**WHAT IS EXPECTED:** Exactly and only the lines from the one containing "line. Do not add anything beyond the points." through the close of the entries below are to be set down.

**RECORD SET:**

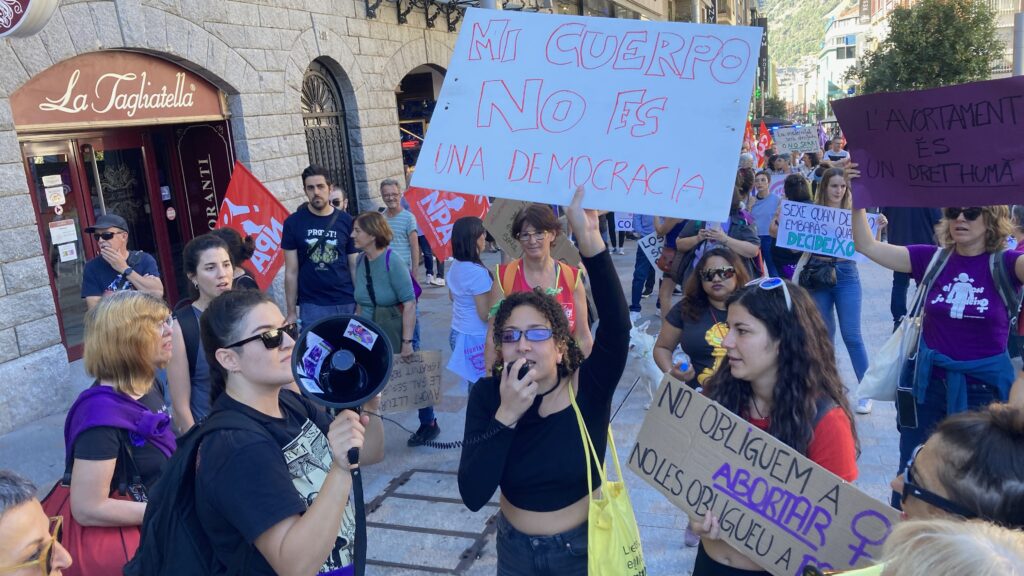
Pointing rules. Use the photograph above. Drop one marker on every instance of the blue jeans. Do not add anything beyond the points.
(522, 554)
(846, 298)
(931, 413)
(766, 244)
(641, 272)
(310, 314)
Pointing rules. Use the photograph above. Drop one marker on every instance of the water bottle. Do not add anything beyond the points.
(680, 360)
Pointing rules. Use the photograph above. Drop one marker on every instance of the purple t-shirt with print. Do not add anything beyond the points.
(965, 317)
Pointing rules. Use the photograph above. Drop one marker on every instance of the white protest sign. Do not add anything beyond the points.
(796, 138)
(651, 245)
(535, 105)
(774, 505)
(415, 382)
(819, 230)
(624, 221)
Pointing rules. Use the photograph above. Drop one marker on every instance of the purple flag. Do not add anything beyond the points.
(956, 146)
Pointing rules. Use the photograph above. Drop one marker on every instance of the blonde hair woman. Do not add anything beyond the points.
(118, 432)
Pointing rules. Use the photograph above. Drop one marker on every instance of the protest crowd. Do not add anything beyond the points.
(206, 444)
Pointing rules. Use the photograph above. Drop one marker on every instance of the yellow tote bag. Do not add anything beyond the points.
(612, 536)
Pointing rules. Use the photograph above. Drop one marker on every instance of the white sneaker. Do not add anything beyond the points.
(864, 406)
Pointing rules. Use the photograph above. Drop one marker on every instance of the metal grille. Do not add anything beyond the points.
(327, 133)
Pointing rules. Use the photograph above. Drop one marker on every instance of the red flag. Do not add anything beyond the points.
(252, 210)
(752, 144)
(764, 142)
(436, 211)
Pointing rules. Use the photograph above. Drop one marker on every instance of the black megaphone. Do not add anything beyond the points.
(342, 361)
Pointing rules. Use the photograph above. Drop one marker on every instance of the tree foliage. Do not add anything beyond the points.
(934, 43)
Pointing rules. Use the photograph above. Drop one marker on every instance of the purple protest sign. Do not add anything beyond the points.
(956, 146)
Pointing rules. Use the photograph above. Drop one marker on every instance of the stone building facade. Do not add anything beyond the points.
(257, 54)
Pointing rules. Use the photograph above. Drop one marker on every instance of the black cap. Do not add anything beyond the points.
(108, 220)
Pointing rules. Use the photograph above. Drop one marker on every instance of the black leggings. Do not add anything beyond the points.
(705, 566)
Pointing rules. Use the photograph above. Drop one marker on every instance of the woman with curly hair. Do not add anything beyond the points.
(781, 378)
(963, 363)
(521, 433)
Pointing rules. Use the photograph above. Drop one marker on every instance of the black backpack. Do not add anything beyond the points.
(172, 541)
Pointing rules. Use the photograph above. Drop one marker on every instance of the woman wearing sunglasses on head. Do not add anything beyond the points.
(521, 433)
(30, 542)
(697, 322)
(955, 476)
(781, 377)
(287, 497)
(963, 362)
(208, 264)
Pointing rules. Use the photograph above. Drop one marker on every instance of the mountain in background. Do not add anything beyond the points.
(796, 28)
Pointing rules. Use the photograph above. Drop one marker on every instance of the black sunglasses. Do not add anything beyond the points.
(511, 335)
(969, 213)
(911, 488)
(724, 273)
(272, 337)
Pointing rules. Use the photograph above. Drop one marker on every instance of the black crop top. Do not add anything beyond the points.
(540, 463)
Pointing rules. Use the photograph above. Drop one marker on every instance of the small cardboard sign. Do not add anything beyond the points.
(774, 505)
(796, 138)
(819, 230)
(624, 221)
(415, 382)
(499, 223)
(62, 232)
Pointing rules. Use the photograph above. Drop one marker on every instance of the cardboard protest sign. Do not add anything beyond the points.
(436, 211)
(774, 505)
(415, 382)
(535, 105)
(796, 138)
(957, 146)
(624, 221)
(499, 223)
(819, 230)
(252, 210)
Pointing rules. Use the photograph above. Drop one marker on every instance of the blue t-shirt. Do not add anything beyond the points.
(324, 276)
(99, 279)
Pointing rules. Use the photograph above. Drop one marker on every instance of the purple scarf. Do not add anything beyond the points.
(102, 406)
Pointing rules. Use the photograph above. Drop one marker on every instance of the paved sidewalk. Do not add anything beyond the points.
(417, 522)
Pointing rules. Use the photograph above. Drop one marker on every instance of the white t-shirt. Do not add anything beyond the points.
(466, 280)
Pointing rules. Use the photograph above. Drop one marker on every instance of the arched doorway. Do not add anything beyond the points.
(417, 95)
(327, 131)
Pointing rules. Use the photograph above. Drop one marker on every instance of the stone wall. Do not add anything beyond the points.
(257, 52)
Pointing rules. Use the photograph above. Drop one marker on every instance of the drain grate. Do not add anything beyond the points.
(404, 499)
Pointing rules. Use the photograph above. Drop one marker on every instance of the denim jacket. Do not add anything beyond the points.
(994, 370)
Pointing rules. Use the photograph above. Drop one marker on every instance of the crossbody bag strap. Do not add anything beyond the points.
(370, 279)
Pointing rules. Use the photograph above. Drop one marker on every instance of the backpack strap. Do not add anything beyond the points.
(1011, 298)
(185, 318)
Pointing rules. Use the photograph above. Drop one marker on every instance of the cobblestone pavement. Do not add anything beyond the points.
(417, 522)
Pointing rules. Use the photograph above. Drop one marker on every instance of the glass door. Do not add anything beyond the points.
(119, 172)
(58, 204)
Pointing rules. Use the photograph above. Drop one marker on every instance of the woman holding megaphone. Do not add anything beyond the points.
(287, 497)
(521, 432)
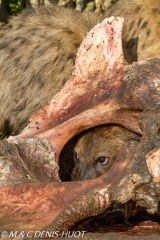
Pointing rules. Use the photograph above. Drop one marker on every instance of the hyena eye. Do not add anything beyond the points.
(103, 160)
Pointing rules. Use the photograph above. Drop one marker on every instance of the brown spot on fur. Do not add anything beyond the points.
(137, 9)
(148, 33)
(144, 25)
(139, 21)
(156, 11)
(131, 25)
(143, 45)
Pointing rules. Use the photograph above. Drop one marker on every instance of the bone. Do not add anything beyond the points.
(113, 94)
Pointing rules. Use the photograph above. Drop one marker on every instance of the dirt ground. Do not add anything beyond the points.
(113, 236)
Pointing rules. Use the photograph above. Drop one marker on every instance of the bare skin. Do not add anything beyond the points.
(96, 150)
(39, 48)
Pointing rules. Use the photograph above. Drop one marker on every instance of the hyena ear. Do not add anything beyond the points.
(106, 4)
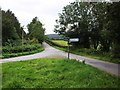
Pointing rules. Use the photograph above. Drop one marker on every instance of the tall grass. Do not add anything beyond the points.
(14, 51)
(55, 73)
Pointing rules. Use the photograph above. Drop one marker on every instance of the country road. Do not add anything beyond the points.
(51, 52)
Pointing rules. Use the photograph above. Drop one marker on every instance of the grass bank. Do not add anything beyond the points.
(55, 73)
(21, 50)
(91, 53)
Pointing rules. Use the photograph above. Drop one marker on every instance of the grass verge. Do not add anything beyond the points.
(55, 73)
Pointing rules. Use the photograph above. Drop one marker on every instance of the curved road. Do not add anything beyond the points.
(51, 52)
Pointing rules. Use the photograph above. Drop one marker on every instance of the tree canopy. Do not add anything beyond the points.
(36, 30)
(11, 29)
(94, 23)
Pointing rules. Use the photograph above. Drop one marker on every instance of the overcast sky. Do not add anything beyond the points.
(46, 10)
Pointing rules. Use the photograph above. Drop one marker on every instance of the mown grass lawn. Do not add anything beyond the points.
(60, 42)
(55, 73)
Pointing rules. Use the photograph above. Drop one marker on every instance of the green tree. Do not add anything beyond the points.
(114, 27)
(36, 30)
(11, 29)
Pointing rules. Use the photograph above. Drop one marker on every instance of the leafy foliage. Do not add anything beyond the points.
(94, 23)
(11, 29)
(36, 30)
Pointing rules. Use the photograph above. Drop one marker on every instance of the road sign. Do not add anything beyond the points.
(74, 39)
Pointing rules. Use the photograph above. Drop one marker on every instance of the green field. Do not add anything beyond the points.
(15, 51)
(55, 73)
(60, 42)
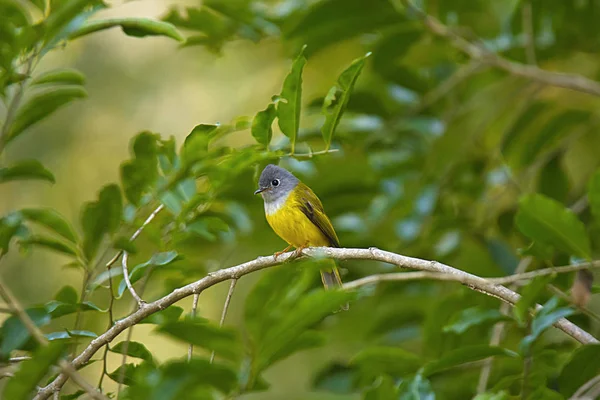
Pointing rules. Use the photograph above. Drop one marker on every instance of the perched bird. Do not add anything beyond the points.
(296, 214)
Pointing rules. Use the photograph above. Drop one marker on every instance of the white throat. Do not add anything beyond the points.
(272, 207)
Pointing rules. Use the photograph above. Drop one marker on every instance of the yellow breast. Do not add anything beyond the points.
(292, 225)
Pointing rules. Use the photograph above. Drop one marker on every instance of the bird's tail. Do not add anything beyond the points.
(332, 280)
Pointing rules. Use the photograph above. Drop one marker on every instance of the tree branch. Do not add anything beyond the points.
(474, 282)
(478, 52)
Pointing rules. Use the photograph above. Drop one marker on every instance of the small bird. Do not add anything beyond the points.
(296, 215)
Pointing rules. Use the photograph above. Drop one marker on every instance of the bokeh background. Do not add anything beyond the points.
(432, 156)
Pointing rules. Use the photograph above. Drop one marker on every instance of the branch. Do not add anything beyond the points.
(36, 333)
(479, 52)
(472, 281)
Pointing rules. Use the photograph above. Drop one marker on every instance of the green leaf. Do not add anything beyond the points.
(200, 332)
(383, 389)
(473, 316)
(41, 105)
(27, 169)
(544, 319)
(262, 129)
(50, 244)
(583, 366)
(14, 334)
(101, 217)
(66, 76)
(547, 221)
(168, 315)
(157, 260)
(133, 349)
(290, 103)
(465, 355)
(309, 310)
(32, 371)
(139, 174)
(52, 220)
(392, 361)
(137, 27)
(337, 98)
(594, 195)
(529, 295)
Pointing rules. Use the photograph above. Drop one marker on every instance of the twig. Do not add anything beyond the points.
(194, 308)
(225, 308)
(479, 52)
(36, 333)
(472, 281)
(137, 298)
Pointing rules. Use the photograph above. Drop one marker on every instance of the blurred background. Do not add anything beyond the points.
(433, 154)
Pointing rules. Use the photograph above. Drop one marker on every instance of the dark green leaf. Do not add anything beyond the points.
(28, 169)
(49, 243)
(202, 333)
(594, 195)
(138, 27)
(529, 296)
(52, 220)
(168, 315)
(392, 361)
(157, 260)
(473, 316)
(547, 221)
(133, 349)
(41, 105)
(141, 172)
(262, 129)
(583, 366)
(63, 75)
(336, 100)
(465, 355)
(543, 320)
(101, 217)
(14, 333)
(31, 372)
(290, 104)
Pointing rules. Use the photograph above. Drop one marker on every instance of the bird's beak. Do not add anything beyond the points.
(260, 190)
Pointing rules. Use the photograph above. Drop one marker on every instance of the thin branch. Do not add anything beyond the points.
(36, 333)
(194, 308)
(487, 57)
(225, 308)
(472, 281)
(134, 294)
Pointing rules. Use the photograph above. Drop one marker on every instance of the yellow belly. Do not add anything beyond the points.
(293, 226)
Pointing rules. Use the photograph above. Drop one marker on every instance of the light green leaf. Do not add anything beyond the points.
(262, 129)
(32, 371)
(337, 98)
(465, 355)
(290, 103)
(27, 169)
(137, 27)
(67, 76)
(202, 333)
(101, 217)
(547, 221)
(41, 105)
(52, 220)
(473, 316)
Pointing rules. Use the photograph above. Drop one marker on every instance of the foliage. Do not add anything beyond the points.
(418, 150)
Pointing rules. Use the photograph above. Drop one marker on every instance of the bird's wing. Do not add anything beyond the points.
(313, 209)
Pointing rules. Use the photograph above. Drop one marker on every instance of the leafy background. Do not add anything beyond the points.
(437, 156)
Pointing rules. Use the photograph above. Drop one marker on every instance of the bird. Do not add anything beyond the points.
(297, 216)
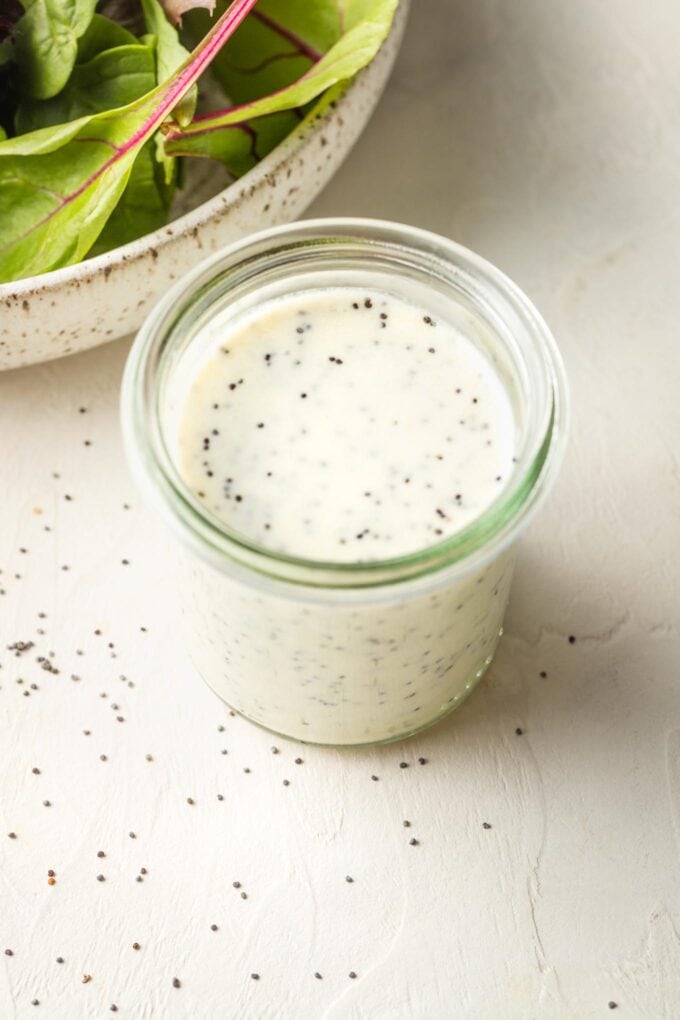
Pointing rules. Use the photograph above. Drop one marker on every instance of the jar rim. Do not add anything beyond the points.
(489, 532)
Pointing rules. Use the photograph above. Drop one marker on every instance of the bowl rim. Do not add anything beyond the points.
(326, 103)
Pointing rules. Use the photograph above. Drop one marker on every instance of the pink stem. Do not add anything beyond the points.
(284, 33)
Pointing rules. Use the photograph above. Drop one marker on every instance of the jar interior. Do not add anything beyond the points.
(477, 300)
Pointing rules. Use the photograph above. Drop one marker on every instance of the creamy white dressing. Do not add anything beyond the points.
(345, 425)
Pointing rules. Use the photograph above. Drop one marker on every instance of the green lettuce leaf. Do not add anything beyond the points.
(59, 185)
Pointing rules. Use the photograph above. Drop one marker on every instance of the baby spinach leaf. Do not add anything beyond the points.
(294, 31)
(46, 43)
(112, 78)
(102, 34)
(59, 185)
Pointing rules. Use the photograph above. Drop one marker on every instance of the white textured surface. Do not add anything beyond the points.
(546, 137)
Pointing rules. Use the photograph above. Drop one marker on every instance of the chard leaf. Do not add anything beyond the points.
(240, 146)
(46, 43)
(144, 205)
(169, 55)
(175, 9)
(288, 34)
(59, 185)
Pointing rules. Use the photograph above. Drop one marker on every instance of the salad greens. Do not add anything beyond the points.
(98, 105)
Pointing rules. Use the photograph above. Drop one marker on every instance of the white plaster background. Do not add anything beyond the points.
(546, 137)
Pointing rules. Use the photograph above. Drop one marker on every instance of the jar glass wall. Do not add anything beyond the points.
(328, 652)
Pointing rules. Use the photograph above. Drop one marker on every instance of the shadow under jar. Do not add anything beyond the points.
(349, 519)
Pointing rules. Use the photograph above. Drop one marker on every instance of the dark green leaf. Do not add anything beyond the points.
(286, 73)
(58, 186)
(46, 43)
(111, 79)
(144, 205)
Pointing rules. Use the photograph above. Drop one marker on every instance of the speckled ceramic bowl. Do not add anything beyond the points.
(107, 297)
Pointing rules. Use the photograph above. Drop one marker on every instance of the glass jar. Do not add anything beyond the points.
(346, 653)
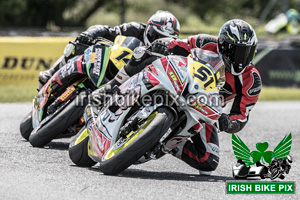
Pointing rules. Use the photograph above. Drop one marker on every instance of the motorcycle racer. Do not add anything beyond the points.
(236, 45)
(161, 24)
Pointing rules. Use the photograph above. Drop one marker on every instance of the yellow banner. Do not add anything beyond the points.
(22, 58)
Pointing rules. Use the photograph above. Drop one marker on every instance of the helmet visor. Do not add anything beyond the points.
(241, 56)
(152, 34)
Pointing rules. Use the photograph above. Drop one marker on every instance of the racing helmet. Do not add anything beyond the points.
(161, 24)
(237, 43)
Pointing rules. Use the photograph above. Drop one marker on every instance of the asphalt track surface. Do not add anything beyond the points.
(48, 173)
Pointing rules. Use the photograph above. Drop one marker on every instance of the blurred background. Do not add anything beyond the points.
(33, 34)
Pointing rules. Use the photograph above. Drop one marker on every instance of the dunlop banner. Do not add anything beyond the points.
(22, 58)
(280, 67)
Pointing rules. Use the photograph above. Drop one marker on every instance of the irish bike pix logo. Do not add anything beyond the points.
(262, 162)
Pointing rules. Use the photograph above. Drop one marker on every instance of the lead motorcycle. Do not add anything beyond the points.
(57, 109)
(151, 113)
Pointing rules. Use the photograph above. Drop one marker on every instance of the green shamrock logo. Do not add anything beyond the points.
(242, 152)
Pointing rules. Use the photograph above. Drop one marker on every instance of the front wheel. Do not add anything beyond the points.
(78, 150)
(127, 150)
(60, 123)
(26, 126)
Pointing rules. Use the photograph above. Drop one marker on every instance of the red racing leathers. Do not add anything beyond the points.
(203, 152)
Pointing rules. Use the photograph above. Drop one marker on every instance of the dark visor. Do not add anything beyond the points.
(153, 35)
(242, 55)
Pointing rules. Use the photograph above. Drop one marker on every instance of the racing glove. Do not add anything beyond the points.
(161, 46)
(225, 122)
(85, 38)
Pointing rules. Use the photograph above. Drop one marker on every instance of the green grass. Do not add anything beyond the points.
(26, 92)
(18, 93)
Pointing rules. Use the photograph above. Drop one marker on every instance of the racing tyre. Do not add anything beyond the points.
(78, 150)
(26, 126)
(126, 151)
(60, 123)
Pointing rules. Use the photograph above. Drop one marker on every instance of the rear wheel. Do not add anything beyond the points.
(26, 126)
(60, 123)
(127, 150)
(78, 150)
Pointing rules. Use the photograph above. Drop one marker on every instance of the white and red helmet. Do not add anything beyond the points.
(161, 24)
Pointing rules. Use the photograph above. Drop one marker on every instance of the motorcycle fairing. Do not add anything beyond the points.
(96, 59)
(74, 66)
(156, 76)
(176, 68)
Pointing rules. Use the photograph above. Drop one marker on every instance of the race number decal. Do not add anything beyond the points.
(202, 74)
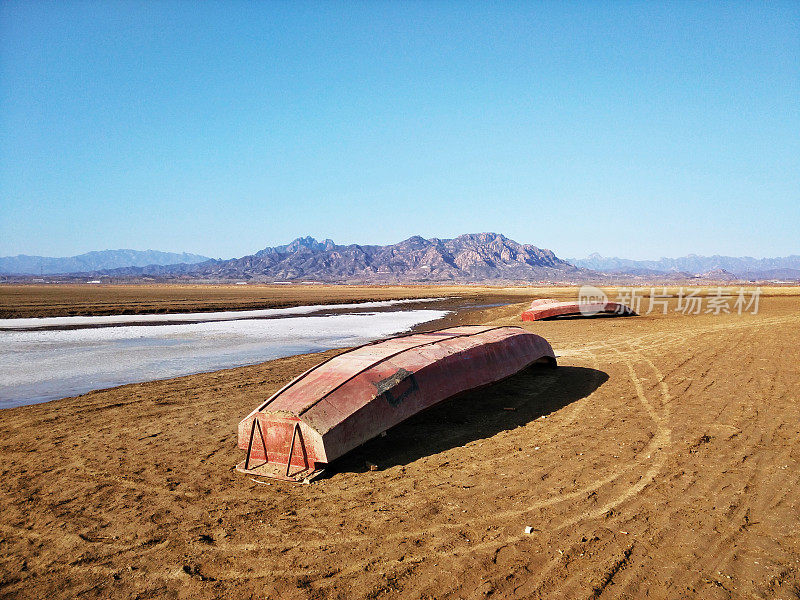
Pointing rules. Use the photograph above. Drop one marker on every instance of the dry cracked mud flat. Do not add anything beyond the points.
(661, 459)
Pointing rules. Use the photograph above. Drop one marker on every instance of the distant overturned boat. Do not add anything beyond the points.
(548, 308)
(353, 397)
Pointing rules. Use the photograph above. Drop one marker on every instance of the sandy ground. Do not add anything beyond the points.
(661, 459)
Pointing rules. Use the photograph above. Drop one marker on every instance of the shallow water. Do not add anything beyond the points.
(41, 365)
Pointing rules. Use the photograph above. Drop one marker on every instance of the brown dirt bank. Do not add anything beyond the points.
(662, 458)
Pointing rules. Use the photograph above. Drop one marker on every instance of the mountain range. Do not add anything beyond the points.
(23, 264)
(467, 258)
(476, 257)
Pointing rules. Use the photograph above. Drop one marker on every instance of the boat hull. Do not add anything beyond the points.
(340, 404)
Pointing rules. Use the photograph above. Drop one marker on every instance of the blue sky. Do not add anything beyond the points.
(637, 129)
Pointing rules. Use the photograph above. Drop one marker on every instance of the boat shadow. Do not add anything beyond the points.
(473, 415)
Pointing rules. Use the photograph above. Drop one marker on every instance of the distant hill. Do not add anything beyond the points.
(746, 267)
(92, 261)
(467, 258)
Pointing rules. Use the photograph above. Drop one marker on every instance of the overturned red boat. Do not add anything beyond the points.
(348, 399)
(548, 308)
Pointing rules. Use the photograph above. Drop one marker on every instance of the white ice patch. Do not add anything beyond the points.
(230, 315)
(36, 366)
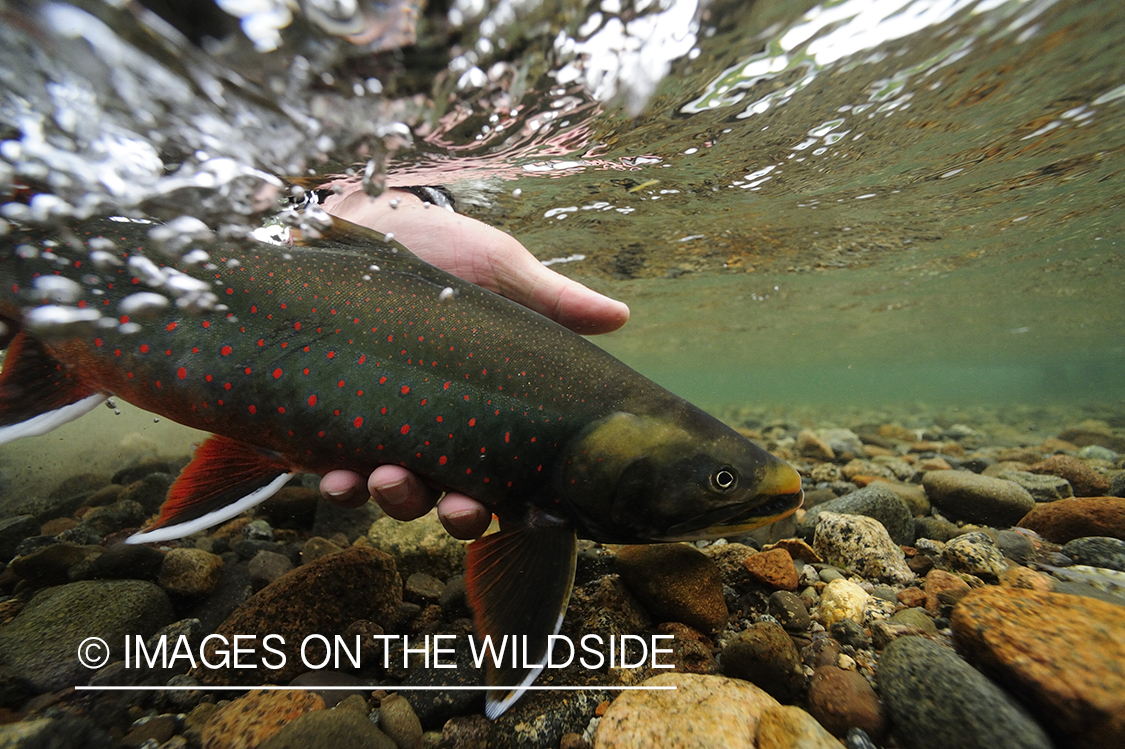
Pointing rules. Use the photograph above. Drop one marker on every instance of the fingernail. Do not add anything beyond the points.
(394, 494)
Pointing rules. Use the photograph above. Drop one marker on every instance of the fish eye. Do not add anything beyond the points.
(723, 479)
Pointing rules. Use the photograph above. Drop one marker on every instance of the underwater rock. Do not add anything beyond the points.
(935, 701)
(772, 568)
(874, 501)
(788, 727)
(764, 655)
(399, 723)
(251, 720)
(978, 498)
(339, 729)
(323, 597)
(14, 530)
(266, 567)
(1062, 653)
(1097, 551)
(790, 611)
(704, 711)
(1067, 520)
(974, 553)
(59, 731)
(943, 589)
(840, 700)
(420, 546)
(190, 571)
(861, 544)
(676, 583)
(42, 642)
(1042, 487)
(840, 599)
(1087, 481)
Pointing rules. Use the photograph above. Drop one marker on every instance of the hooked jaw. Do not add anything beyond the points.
(779, 496)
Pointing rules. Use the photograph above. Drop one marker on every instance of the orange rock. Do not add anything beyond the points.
(773, 568)
(1087, 481)
(1067, 520)
(251, 720)
(797, 549)
(943, 588)
(1062, 653)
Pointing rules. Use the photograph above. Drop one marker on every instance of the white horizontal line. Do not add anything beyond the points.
(276, 687)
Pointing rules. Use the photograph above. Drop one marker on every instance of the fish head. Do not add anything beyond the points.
(680, 475)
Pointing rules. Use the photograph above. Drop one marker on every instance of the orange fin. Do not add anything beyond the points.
(225, 478)
(37, 393)
(519, 583)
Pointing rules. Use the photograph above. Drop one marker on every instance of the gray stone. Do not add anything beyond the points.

**FULL RESPONSE:**
Pointing rules. Use the photograph above. Drop one marker on every instance of the white horizontal line. Do not add anything beyond the points.
(276, 687)
Pointing rules. Use the photograph above. Drop one marker on every instance of the fish head. Do not add anything beyond the points.
(680, 475)
Pointing rules. Use the photograph above. Drop one marker on every instance of the orange fin. Do not add anything beyond the points.
(225, 478)
(37, 393)
(519, 583)
Pointing rules. Use the photograph above. Drop one marker on every instance of the gray stone. Do not add anything beyond the points.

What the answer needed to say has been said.